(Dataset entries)
________________

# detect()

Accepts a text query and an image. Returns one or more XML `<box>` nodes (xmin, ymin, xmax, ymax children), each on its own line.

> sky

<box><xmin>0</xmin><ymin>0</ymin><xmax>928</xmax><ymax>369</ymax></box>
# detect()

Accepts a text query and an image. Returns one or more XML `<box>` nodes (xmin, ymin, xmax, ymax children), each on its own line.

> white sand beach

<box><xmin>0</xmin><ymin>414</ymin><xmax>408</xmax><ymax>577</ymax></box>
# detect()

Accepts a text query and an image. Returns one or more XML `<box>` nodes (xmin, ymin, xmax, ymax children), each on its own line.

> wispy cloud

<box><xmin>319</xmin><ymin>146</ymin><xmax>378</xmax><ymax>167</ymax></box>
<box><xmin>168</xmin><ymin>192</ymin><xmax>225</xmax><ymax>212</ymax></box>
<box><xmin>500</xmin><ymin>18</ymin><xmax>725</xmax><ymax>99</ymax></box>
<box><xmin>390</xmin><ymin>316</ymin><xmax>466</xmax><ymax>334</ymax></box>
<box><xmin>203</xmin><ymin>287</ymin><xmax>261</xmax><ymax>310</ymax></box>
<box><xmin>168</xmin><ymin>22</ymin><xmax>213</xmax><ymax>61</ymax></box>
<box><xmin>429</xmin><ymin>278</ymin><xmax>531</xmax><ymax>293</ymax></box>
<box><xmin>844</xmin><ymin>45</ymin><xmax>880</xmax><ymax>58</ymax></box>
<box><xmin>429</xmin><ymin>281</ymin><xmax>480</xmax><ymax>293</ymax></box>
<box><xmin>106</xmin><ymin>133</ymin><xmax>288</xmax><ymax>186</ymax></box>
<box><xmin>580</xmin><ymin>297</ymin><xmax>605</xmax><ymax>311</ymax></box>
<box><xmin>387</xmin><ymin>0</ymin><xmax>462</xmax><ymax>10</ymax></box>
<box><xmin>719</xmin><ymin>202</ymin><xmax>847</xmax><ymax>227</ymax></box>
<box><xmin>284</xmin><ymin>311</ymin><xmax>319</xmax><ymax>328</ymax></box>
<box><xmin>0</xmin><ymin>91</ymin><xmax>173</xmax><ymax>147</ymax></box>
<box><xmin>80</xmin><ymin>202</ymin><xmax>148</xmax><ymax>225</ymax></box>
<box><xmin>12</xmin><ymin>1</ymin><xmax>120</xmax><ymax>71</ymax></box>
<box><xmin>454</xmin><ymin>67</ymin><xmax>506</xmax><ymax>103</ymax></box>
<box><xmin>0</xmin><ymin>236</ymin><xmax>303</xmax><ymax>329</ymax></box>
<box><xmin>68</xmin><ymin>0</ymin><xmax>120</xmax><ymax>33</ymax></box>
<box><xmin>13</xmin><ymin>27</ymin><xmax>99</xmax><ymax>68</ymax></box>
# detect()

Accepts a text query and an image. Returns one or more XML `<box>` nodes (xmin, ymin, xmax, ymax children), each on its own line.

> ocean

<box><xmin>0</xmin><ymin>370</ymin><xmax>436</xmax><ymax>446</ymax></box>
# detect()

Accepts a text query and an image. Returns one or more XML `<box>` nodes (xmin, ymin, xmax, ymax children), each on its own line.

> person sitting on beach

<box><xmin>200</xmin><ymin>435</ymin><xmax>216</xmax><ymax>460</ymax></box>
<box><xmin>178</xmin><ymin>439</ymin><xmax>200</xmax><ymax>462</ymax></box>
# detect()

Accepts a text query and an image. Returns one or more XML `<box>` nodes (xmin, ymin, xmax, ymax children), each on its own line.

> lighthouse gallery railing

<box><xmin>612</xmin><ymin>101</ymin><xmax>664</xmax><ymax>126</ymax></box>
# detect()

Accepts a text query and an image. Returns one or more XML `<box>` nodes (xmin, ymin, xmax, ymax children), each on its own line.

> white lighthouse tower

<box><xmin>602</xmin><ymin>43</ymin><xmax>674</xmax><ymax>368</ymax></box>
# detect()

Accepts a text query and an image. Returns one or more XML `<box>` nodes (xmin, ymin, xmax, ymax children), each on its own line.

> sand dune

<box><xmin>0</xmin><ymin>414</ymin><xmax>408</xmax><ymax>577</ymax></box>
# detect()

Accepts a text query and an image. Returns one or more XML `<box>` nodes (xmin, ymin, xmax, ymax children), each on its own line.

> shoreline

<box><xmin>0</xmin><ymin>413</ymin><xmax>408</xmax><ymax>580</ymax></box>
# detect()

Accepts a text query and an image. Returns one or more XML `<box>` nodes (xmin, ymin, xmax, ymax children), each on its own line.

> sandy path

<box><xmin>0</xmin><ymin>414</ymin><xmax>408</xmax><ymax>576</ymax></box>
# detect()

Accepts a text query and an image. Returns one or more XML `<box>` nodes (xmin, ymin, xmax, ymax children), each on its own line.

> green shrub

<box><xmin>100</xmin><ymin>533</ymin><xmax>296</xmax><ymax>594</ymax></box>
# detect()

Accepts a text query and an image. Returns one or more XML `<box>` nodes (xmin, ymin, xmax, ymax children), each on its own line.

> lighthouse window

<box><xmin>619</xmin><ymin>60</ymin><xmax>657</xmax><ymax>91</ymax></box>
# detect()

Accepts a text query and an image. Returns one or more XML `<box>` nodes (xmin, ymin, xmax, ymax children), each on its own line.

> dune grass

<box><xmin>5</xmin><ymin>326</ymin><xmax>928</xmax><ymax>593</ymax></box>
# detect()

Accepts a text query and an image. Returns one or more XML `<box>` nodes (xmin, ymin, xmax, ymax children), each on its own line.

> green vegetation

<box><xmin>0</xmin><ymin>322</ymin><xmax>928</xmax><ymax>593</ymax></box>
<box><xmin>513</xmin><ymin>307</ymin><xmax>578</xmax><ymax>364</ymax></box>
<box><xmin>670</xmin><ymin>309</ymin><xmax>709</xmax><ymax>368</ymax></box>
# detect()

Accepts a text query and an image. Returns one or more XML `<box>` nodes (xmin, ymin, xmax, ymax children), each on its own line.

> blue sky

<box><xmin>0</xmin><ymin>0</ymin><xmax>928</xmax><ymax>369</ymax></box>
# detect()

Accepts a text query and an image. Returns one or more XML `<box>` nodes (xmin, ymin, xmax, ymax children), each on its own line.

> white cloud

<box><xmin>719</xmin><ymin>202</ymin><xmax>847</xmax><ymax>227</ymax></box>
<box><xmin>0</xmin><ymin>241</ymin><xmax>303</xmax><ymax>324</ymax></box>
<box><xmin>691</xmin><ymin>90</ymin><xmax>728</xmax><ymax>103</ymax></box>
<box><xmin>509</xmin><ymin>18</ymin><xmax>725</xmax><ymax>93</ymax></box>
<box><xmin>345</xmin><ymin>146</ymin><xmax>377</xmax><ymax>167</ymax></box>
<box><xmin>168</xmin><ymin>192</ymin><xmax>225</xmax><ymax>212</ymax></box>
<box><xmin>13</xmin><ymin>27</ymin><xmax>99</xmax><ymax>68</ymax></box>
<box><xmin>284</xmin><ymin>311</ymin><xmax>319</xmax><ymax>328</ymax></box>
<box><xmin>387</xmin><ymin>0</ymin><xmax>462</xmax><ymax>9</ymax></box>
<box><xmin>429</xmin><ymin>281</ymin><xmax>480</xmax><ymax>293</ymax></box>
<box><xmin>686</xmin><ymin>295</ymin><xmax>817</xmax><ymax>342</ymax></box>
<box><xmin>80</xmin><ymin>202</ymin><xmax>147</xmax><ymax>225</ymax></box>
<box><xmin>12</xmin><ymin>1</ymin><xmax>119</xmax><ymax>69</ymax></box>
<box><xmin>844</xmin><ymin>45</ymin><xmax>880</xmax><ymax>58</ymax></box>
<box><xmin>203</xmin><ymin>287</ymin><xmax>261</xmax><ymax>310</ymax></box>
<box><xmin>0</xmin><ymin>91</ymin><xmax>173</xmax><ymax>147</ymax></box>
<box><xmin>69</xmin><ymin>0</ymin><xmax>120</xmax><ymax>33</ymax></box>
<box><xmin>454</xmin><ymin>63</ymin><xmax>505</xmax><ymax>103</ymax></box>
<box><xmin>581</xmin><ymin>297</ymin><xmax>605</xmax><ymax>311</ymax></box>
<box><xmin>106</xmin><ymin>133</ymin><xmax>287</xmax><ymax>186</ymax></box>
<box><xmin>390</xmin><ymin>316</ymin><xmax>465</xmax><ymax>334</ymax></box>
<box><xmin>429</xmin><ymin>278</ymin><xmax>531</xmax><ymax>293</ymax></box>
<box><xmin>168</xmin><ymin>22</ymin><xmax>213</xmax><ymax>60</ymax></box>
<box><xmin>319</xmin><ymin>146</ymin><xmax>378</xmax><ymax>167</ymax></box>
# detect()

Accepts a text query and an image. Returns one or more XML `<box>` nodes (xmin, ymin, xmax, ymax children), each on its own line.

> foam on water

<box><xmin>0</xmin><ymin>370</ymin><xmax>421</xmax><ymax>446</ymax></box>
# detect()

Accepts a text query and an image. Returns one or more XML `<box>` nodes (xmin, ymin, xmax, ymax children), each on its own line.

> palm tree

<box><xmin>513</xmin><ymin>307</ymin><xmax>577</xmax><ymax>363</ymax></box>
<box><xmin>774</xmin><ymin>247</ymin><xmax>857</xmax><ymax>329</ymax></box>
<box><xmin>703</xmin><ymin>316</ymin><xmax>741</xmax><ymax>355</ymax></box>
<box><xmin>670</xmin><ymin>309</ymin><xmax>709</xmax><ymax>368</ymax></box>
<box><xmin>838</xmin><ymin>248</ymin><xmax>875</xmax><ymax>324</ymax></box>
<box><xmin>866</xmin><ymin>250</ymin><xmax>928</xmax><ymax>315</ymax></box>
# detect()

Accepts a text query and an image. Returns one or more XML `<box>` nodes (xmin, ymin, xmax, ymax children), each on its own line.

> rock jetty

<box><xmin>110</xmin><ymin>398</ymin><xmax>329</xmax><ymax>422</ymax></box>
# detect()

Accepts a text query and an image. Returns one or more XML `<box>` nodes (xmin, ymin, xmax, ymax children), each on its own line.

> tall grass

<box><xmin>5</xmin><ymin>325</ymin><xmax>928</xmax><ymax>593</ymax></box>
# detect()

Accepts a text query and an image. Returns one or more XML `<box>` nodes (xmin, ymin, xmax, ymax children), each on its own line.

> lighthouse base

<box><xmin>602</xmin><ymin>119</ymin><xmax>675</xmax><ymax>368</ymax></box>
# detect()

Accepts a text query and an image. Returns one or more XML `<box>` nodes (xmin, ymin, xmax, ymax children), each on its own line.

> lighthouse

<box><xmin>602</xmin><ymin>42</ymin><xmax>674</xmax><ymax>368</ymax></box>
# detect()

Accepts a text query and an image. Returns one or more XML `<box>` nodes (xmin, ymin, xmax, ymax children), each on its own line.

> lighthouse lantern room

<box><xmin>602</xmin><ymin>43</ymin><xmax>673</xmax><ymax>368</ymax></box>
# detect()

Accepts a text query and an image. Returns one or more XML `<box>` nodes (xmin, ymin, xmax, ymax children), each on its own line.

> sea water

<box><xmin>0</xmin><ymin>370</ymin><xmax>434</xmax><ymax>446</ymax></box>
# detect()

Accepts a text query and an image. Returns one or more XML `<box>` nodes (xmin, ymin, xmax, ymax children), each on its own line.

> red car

________________

TASK TO COMPLETE: Extract each line of the records above that contains the string "beach", matching case exactly.

COMPLETED TASK:
> white sand beach
> person sitting on beach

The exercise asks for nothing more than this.